* What you will do
Retype the part of the article on screen time and GCSE results that starts at the words "Year 10 pupils" and stops after the words "more GCSE points.".

* Text
--------------------------------------------------
Each hour schoolchildren spend watching television sees their GCSE results fall by equivalent of two grades, says new research

The study also found that doing an extra hour of daily homework and reading correlated with teenagers gaining 23.1 more GCSE points

Each hour that schoolchildren spend in front of the television or computer every day sees their GCSE results fall by the equivalent of two grades, warns new research by the University of Cambridge.

In the first study of its kind, researchers analysed the activities of more than 800 teenagers from 18 schools across Cambridgeshire and Suffolk.

For every extra hour of daily screen time, teenagers scored an average of 9.3 fewer GCSE points - the equivalent of dropping two grades in one of their subjects.

Year 10 pupils spend an average of four hours in front of a screen each day – equivalent to dropping 36 points in their GCSEs, according to the paper published in the International Journal of Behavioral Nutrition and Physical Activity.

Lead researcher Dr Kirsten Corder, from the Centre for Diet and Activity Research at the University of Cambridge School of Clinical Medicine, said: “Parents who are concerned about their child’s GCSE grade might consider limiting his or her screen time.”

The study also found that doing an extra hour of daily homework and reading correlated with teenagers gaining 23.1 more GCSE points.

But time spent by teenagers doing sport does not make any difference to their future grades: “suggesting that emphasis on physical activity promotion for health benefits might be most appropriate,” according to the study authors.

might be most appropriate,” according to the study authors.

Responding to the findings, Russell Hobby, general secretary of the National Association of Head Teachers, said: “This is an interesting study which cautiously makes a link between ‘screen time’ and academic success. However, the main reasons that children do well at GCSE are unchanged: Hard work and great teaching.”

And Allan Foulds, president of the Association of School and College Leaders, commented: “Young people have to work hard to achieve good exam results but they also need to have a childhood and enjoy pursuits outside school.”
--------------------------------------------------
* Data records
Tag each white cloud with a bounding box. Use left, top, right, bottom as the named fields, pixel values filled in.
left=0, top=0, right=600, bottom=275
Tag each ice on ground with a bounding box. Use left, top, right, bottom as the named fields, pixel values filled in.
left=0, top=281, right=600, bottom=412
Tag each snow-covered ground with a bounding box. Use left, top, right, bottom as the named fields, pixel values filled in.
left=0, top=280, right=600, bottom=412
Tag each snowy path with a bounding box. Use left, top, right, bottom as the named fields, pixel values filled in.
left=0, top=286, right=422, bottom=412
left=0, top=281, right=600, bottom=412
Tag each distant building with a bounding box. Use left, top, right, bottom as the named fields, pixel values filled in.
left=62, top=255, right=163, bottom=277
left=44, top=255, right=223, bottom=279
--------------------------------------------------
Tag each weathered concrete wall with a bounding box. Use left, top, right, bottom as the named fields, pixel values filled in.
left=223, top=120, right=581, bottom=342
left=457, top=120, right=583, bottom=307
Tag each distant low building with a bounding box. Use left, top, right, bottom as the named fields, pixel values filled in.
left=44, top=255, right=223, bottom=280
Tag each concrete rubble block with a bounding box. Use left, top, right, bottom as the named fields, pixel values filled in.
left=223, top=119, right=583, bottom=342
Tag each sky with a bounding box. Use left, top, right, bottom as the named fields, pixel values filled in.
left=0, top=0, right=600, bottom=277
--------------------------------------------------
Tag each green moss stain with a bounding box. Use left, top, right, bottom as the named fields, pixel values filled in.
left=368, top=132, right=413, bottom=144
--------------------------------------------------
* Expected output
Year 10 pupils spend an average of four hours in front of a screen each day – equivalent to dropping 36 points in their GCSEs, according to the paper published in the International Journal of Behavioral Nutrition and Physical Activity.

Lead researcher Dr Kirsten Corder, from the Centre for Diet and Activity Research at the University of Cambridge School of Clinical Medicine, said: “Parents who are concerned about their child’s GCSE grade might consider limiting his or her screen time.”

The study also found that doing an extra hour of daily homework and reading correlated with teenagers gaining 23.1 more GCSE points.